• **Input for this task**:
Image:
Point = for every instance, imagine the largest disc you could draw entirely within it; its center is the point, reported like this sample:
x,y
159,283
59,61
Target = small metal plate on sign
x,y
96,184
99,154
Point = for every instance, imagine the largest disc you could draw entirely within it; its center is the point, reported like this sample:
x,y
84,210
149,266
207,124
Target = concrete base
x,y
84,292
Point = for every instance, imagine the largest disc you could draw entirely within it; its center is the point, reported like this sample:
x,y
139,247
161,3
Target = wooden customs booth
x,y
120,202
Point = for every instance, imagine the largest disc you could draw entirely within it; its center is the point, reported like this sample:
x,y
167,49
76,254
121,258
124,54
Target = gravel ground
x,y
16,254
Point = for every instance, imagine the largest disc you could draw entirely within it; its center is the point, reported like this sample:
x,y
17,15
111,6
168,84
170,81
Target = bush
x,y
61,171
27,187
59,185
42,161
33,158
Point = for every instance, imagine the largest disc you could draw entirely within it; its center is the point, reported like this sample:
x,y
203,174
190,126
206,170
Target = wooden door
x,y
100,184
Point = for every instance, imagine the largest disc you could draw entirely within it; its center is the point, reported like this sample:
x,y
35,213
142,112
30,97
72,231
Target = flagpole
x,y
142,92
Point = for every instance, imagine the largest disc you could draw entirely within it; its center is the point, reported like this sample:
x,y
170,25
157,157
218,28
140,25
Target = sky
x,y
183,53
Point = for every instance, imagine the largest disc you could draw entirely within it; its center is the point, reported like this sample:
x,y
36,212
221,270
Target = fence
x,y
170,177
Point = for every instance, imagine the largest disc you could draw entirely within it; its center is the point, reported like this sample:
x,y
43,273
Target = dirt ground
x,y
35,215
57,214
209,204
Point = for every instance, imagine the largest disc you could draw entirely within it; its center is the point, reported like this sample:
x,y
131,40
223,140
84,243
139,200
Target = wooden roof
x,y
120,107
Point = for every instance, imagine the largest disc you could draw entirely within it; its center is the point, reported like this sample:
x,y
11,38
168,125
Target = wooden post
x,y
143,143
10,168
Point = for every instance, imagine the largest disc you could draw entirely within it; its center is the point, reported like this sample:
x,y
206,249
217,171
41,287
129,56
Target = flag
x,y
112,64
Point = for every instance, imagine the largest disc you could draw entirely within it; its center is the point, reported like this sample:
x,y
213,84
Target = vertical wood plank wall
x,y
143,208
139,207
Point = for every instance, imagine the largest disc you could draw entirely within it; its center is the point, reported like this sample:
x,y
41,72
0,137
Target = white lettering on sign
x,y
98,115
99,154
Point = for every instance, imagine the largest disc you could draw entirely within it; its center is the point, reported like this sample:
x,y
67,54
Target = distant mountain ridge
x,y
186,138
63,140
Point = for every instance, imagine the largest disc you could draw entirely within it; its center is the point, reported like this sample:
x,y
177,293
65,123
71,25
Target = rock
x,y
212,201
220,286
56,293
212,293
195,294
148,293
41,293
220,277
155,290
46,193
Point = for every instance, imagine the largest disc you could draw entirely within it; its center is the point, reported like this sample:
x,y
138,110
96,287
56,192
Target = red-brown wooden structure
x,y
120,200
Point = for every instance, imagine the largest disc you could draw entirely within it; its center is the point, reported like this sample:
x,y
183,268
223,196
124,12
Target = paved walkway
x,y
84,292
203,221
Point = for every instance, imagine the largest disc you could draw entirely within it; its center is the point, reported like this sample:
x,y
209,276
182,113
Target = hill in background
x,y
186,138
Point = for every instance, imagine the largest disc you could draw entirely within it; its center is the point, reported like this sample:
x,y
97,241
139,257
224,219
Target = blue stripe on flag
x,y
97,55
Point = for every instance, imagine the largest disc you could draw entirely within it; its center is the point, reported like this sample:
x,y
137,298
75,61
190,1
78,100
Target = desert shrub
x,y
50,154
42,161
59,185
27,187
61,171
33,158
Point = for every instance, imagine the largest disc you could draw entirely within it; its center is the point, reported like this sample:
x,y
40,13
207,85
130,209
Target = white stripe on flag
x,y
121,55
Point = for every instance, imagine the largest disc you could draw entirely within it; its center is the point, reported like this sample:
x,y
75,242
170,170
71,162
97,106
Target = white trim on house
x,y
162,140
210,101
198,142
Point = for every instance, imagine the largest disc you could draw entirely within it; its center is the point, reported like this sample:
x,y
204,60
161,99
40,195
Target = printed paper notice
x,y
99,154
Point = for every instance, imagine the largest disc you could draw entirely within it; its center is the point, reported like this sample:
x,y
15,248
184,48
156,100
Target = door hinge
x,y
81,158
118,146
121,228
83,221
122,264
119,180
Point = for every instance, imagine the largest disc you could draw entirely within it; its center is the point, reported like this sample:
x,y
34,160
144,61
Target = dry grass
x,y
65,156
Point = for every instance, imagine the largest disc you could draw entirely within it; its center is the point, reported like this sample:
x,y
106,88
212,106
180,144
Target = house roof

• **Exercise instructions**:
Write the data out again in full and exactly.

• **Task solution**:
Image:
Point = for every instance, imagine the largest disc you could draw entirely within it; its center is the point, reported like this sample:
x,y
159,283
59,61
Target = small metal plate on sign
x,y
96,184
99,154
Point = for every instance, imagine the largest disc you could draw entirely within it; its center is the point, reported like this sample:
x,y
84,210
149,266
207,124
Target = concrete base
x,y
84,292
Point = for every instance, imagine the largest disc you could draw entirely within it; its center is the point, reported like this sample:
x,y
139,247
161,3
Target = wooden customs booth
x,y
120,202
Point = for every instance, imagine the largest disc you could draw entirely within it; its center is the point, reported like this sample:
x,y
167,49
76,254
121,258
124,54
Target = gravel ground
x,y
16,254
Point = for every instance, imagine the largest disc you could draw entirely within it; its center is the point, reported like this sample:
x,y
17,15
111,6
168,84
170,81
Target = bush
x,y
61,171
27,187
59,185
42,161
33,158
Point = for every instance, imagine the largest disc you could draw entirely within it; its center is the point, reported like this sample:
x,y
203,174
190,126
206,170
Target = wooden door
x,y
100,184
Point = for every instance, imagine the largest disc you could draw entirely within it; its center is the point, reported like this sample:
x,y
35,213
142,112
30,97
72,231
Target = flagpole
x,y
142,92
Point = for every instance, imagine the largest disc you could draw entirely within it; its center is the point, reported like this sample:
x,y
170,25
157,157
218,28
140,25
Target = sky
x,y
183,53
Point = for every instance, imagine the largest disc you could draw entirely within it; its center is the point, reported like this sample:
x,y
36,212
221,270
Target = fence
x,y
170,177
Point = for every instance, imagine the largest disc you could draw entirely within it; its center is the point, reported like this sample:
x,y
43,273
Target = dirt ground
x,y
35,215
57,214
209,204
Point = for every instance, imagine the largest disc you could draw entirely within it; its center is the point, reported like this sample:
x,y
131,40
223,140
84,243
139,200
Target = wooden roof
x,y
120,107
Point = for every instance, imagine the largest disc you could draw entirely within it; its center is the point, reported like this sample:
x,y
11,38
168,125
Target = wooden post
x,y
143,143
10,168
Point = for every instance, imagine the largest disc you could draw entirely within it; its center is the point, reported like this sample:
x,y
206,249
217,171
41,287
129,56
Target = flag
x,y
112,64
Point = for every instance, imagine the largest disc you could draw entirely within it; its center is the point, reported like this sample:
x,y
213,84
Target = vertical wood plank wall
x,y
143,208
139,207
Point = for every instance, imagine the largest disc you could draw entirely within it; its center is the point, reported like this sample:
x,y
41,72
0,137
Target = white lettering on sign
x,y
98,115
99,154
Point = for every instance, imagine the largest disc you could draw entirely within it; its center is the point, reported like this sample:
x,y
67,54
Target = distant mountain ridge
x,y
186,138
63,140
Point = for every instance, imagine the largest disc you could draw entirely within it; its center is the point, reported like this sample:
x,y
177,293
65,123
71,25
Target = rock
x,y
212,201
220,286
56,293
212,293
195,294
148,293
41,293
220,277
155,290
46,193
Point = for every instance, imagine the largest disc you could draw entirely within it; its center is the point, reported like this sample:
x,y
138,110
96,287
56,192
Target = red-brown wooden structure
x,y
120,200
Point = for every instance, imagine the largest disc you could draw entirely within it; its center is the point, reported like this sample:
x,y
183,268
223,196
124,12
Target = paved walkway
x,y
84,292
203,221
Point = for every instance, imagine the largest disc you could draw entirely within it; its center is the point, reported like this sample:
x,y
209,276
182,113
Target = hill in background
x,y
186,138
Point = for every instance, imagine the largest disc you could draw entirely within it; its center is the point, reported like this sample:
x,y
97,241
139,257
224,219
Target = blue stripe on flag
x,y
97,55
Point = for every instance, imagine the largest disc you could draw entirely within it; its center is the point, reported like this sample:
x,y
137,298
75,61
190,1
78,100
Target = desert shrub
x,y
50,154
42,161
59,185
27,187
61,171
33,158
Point = for every instance, imagine the largest disc you could draw entirely within it; its center is the point, reported like this sample:
x,y
40,13
207,85
130,209
Target = white stripe on flag
x,y
121,55
Point = for every instance, imagine the largest disc you could draw entirely within it; its center is the point, reported like this sample:
x,y
75,242
170,170
71,162
97,106
Target = white trim on house
x,y
162,140
210,101
198,142
Point = for every instance, imagine the largest disc you could draw entirely within it; its center is the point, reported like this sample:
x,y
204,60
161,99
40,195
Target = printed paper notice
x,y
99,154
Point = for every instance, imagine the largest disc you could draw entirely within it; its center is the point, reported like this sample:
x,y
15,248
184,48
156,100
Target = door hinge
x,y
81,158
118,146
121,228
83,221
122,264
119,180
Point = for every instance, imagine the largest disc you could draw entirely within it; its center is the point, reported like this sample:
x,y
34,160
144,61
Target = dry grass
x,y
65,156
Point = for every instance, imagine the largest disc you could draw entirely within it; its center is the point, reported like this sample:
x,y
106,88
212,106
180,144
Target = house roof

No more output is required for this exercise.